▶ Records for this exercise
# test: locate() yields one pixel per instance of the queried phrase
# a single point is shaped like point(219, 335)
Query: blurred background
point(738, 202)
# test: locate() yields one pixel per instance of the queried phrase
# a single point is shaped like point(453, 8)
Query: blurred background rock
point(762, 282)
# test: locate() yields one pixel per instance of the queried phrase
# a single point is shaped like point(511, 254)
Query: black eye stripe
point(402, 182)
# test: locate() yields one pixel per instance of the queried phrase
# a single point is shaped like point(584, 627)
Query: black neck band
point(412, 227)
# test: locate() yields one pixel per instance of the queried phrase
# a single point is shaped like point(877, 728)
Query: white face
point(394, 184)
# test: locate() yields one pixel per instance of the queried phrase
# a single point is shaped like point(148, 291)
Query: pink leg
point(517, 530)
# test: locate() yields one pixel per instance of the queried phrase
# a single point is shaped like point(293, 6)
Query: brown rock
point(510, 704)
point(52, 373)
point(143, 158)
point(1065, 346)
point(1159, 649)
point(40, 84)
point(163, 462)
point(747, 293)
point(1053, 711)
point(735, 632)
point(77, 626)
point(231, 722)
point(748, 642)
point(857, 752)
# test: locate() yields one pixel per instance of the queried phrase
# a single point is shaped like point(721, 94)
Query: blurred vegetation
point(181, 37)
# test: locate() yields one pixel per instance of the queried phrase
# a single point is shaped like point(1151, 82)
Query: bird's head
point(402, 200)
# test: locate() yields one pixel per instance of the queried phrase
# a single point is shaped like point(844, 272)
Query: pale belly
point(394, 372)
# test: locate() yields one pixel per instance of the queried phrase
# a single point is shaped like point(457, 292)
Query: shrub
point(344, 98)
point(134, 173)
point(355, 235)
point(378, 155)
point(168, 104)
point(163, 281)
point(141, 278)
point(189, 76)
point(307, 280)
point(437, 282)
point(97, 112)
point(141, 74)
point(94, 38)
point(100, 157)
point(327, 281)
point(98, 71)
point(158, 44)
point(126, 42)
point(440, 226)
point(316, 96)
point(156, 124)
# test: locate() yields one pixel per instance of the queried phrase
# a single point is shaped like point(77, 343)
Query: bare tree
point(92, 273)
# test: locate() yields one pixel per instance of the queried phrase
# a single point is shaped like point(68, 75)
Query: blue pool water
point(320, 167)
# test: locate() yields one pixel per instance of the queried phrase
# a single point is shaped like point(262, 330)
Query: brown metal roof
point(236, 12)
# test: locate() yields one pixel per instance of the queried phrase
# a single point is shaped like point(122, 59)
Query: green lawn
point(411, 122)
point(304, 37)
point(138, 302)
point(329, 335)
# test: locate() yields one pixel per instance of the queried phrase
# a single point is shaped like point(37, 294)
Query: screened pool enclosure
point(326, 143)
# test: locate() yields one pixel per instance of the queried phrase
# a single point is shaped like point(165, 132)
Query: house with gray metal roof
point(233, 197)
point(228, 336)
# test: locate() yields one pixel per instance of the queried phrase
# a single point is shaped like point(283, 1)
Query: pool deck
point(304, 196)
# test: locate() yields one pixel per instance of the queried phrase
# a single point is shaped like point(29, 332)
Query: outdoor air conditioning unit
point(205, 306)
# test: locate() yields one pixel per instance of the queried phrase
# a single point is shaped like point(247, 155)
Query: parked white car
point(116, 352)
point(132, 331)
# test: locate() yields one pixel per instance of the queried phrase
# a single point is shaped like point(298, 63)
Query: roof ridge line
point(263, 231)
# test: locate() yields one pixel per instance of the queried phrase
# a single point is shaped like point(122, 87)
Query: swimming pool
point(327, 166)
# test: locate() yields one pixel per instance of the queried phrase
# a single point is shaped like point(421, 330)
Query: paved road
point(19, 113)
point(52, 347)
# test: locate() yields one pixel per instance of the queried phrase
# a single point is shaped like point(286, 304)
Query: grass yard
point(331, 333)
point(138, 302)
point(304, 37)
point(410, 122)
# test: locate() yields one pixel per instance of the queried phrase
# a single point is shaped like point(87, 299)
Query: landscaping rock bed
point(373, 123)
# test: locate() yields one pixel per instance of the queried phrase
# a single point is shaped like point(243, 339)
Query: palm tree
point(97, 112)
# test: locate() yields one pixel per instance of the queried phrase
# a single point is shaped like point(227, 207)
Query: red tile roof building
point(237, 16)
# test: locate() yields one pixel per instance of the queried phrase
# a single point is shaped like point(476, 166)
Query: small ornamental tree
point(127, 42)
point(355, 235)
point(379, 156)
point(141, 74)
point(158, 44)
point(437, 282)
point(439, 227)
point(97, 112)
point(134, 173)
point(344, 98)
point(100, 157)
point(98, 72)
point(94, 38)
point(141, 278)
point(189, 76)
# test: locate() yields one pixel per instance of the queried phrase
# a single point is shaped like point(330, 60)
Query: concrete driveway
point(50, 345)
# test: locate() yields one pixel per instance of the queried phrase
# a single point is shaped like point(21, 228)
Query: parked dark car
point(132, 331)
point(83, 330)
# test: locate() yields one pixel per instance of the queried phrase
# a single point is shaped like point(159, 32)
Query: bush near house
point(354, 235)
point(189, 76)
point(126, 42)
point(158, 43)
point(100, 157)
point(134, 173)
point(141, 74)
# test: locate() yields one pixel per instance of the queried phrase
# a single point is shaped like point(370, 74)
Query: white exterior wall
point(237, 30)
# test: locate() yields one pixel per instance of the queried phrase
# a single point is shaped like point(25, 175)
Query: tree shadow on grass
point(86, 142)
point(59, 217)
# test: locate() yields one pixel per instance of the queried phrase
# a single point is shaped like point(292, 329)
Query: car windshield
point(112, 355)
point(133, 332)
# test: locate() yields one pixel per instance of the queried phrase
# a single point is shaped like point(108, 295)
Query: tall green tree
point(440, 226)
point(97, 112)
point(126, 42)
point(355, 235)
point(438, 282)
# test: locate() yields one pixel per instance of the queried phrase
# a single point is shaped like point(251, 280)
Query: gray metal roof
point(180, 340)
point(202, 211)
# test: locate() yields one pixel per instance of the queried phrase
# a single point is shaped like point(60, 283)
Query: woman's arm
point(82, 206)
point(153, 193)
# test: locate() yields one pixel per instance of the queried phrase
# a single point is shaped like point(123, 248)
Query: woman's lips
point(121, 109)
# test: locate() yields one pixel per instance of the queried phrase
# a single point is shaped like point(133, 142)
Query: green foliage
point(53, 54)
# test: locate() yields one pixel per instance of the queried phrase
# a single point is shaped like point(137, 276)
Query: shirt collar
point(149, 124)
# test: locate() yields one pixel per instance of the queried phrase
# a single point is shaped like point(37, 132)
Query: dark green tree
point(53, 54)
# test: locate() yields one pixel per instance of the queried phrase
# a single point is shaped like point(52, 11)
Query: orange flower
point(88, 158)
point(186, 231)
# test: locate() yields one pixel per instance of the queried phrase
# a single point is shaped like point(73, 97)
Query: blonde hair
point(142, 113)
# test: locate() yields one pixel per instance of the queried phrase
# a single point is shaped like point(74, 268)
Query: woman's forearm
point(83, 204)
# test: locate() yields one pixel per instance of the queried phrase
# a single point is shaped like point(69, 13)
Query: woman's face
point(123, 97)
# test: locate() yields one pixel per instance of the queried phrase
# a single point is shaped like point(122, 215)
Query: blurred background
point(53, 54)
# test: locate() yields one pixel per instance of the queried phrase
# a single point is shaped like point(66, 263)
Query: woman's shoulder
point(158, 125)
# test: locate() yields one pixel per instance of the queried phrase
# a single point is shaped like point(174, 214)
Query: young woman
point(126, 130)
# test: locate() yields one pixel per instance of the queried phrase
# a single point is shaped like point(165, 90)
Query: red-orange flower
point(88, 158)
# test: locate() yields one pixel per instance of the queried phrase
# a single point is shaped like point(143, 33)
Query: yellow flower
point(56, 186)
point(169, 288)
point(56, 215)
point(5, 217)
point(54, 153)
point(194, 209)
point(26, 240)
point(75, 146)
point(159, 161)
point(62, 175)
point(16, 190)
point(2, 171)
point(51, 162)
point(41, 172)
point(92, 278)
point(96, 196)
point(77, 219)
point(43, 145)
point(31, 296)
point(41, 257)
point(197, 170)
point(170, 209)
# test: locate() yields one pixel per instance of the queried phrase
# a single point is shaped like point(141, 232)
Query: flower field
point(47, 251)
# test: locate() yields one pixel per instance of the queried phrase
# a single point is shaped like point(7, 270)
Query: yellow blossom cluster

▶ Work instruction
Print out, without change, each line from the line holding "Query: flower field" to the final line of the material.

▶ Reply
Query: flower field
point(47, 251)
# test: locate() yields one pixel per instance of the queried phrase
# a single point is shaped like point(7, 270)
Query: yellow blossom cluster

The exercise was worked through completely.